▶ _To do_
Reproduce the listing starting with the line with "I'm looking for the broad" and going on through the line with "[150,181,191,195]", changing "broad" to "wide" and leaving everything else as it stands.

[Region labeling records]

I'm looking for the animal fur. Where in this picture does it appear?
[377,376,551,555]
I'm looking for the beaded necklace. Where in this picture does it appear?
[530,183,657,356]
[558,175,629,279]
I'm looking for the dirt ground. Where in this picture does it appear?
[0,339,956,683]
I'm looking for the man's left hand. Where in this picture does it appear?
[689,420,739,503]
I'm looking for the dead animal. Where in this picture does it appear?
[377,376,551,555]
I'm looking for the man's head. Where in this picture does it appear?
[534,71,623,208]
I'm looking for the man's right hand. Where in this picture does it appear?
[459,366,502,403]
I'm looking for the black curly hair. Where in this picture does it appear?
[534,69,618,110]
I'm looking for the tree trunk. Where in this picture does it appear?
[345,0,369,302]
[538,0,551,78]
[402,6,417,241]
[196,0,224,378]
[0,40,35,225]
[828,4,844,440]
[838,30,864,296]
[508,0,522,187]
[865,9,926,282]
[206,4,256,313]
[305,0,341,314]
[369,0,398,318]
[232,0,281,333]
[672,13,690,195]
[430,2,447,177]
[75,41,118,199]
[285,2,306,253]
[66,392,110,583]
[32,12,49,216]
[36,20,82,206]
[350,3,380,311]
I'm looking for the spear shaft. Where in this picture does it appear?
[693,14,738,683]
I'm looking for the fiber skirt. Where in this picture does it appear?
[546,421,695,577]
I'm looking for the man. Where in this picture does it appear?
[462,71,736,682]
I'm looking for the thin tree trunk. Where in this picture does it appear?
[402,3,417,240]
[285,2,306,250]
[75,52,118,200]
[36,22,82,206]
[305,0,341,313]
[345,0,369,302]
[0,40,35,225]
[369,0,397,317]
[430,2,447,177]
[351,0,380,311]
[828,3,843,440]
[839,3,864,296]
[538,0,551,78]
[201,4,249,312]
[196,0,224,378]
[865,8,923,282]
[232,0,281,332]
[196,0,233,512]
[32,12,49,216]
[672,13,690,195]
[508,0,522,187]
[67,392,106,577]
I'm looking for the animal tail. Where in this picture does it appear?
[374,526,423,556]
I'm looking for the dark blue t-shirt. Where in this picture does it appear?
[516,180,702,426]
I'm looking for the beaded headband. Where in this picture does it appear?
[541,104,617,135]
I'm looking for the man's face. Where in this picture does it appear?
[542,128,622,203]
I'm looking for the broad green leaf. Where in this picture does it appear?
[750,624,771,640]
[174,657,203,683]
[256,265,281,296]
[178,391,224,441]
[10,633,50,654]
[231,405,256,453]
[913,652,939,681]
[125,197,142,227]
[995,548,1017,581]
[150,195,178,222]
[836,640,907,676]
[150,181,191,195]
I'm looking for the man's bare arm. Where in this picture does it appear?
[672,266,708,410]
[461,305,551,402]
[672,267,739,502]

▶ _Result of the task_
I'm looking for the wide green leaf. Where in this picture does it appear?
[750,624,771,640]
[174,657,203,683]
[256,265,281,296]
[178,391,224,441]
[10,633,50,654]
[231,405,256,453]
[913,652,939,681]
[125,197,142,227]
[995,548,1017,581]
[150,195,178,222]
[836,640,907,676]
[150,181,191,195]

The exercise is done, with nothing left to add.